### REQUIRED ACTION:
What is the number of lines in this data that contain the word "below"? Give the number alone.

### SUPPLIED INFORMATION ###

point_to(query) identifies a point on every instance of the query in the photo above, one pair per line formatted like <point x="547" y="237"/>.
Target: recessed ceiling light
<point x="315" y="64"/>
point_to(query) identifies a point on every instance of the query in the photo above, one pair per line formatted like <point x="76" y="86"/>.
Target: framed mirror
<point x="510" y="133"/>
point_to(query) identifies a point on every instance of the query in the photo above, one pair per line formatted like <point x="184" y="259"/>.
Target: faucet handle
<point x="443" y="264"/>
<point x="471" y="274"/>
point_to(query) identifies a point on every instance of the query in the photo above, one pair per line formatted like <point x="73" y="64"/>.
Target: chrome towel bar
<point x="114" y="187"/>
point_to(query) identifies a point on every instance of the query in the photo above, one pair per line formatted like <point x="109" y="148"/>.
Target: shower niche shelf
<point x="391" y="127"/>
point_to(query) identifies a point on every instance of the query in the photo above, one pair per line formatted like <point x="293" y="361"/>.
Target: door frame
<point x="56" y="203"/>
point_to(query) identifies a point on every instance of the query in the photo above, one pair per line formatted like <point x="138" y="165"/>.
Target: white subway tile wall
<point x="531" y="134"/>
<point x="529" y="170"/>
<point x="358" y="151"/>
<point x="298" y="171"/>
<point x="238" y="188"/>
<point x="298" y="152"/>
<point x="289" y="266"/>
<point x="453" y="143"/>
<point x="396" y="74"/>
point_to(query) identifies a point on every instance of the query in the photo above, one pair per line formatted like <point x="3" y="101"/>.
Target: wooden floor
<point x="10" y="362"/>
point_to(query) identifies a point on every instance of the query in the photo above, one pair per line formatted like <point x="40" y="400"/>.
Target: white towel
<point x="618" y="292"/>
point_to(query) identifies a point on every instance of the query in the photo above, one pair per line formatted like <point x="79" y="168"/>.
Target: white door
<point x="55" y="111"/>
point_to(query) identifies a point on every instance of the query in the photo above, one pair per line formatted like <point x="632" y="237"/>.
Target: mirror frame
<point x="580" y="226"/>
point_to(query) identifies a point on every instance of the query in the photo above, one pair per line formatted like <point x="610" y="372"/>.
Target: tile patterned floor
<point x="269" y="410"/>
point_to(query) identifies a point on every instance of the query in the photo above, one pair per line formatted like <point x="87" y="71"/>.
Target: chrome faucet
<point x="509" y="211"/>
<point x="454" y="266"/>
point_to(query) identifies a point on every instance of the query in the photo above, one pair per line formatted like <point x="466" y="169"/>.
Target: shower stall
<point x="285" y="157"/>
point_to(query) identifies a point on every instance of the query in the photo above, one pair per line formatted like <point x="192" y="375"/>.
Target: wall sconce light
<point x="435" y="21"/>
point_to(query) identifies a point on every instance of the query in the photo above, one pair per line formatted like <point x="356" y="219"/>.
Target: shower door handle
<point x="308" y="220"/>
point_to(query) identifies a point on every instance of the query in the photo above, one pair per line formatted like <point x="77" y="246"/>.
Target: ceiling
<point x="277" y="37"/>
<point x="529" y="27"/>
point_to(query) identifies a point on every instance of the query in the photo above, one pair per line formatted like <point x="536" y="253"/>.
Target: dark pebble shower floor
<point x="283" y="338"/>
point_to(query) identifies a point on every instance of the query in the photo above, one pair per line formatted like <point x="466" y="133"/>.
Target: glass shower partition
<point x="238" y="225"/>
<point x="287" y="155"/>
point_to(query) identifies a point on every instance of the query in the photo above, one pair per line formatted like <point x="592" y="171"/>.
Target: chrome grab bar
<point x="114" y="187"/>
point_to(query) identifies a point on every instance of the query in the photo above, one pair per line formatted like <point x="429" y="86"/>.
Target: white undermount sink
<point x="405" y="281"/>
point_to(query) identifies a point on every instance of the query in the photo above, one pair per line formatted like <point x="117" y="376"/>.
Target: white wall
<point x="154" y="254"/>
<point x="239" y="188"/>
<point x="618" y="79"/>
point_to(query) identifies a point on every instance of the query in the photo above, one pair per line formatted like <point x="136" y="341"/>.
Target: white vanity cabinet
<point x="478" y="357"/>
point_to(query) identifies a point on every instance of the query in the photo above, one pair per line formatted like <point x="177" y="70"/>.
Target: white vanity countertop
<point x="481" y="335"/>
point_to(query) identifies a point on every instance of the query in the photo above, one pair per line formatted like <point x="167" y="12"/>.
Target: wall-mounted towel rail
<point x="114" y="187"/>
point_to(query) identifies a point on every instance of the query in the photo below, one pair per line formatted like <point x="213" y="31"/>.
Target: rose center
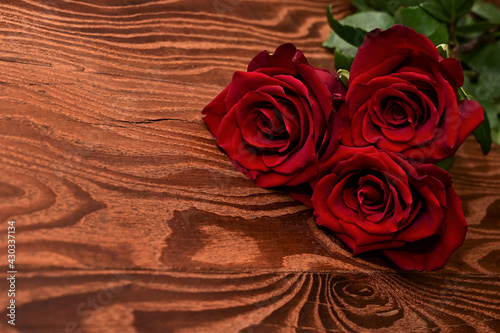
<point x="370" y="194"/>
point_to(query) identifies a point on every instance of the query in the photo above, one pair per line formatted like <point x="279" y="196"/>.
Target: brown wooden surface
<point x="128" y="217"/>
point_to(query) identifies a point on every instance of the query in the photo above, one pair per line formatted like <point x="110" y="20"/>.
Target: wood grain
<point x="130" y="219"/>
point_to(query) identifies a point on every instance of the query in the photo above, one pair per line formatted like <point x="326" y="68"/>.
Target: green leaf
<point x="483" y="135"/>
<point x="436" y="10"/>
<point x="443" y="50"/>
<point x="440" y="36"/>
<point x="418" y="19"/>
<point x="483" y="131"/>
<point x="344" y="77"/>
<point x="334" y="41"/>
<point x="464" y="9"/>
<point x="446" y="164"/>
<point x="422" y="22"/>
<point x="476" y="27"/>
<point x="487" y="11"/>
<point x="343" y="61"/>
<point x="361" y="4"/>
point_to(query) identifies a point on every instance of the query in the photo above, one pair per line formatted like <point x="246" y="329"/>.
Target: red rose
<point x="403" y="97"/>
<point x="278" y="121"/>
<point x="377" y="200"/>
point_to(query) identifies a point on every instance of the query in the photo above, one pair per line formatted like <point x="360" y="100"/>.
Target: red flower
<point x="377" y="200"/>
<point x="278" y="121"/>
<point x="403" y="97"/>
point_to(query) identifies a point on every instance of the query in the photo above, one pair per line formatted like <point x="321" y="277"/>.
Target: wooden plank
<point x="122" y="199"/>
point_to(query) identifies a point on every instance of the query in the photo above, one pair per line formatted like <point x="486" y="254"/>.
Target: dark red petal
<point x="285" y="56"/>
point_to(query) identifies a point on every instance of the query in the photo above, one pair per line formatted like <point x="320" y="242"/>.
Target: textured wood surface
<point x="129" y="218"/>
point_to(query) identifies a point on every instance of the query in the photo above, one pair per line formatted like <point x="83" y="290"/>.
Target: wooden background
<point x="130" y="219"/>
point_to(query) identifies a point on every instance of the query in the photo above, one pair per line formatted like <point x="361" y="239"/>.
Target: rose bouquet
<point x="360" y="148"/>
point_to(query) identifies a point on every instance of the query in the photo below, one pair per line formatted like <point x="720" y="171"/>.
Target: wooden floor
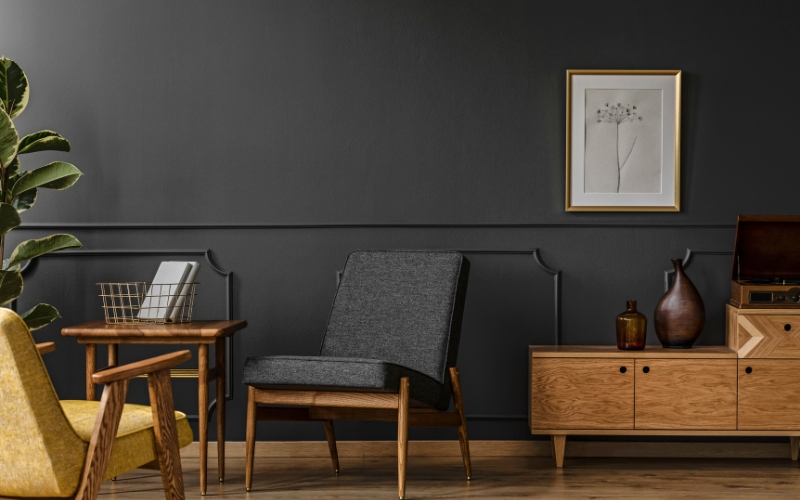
<point x="494" y="477"/>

###

### COMPLETED EXERCISE:
2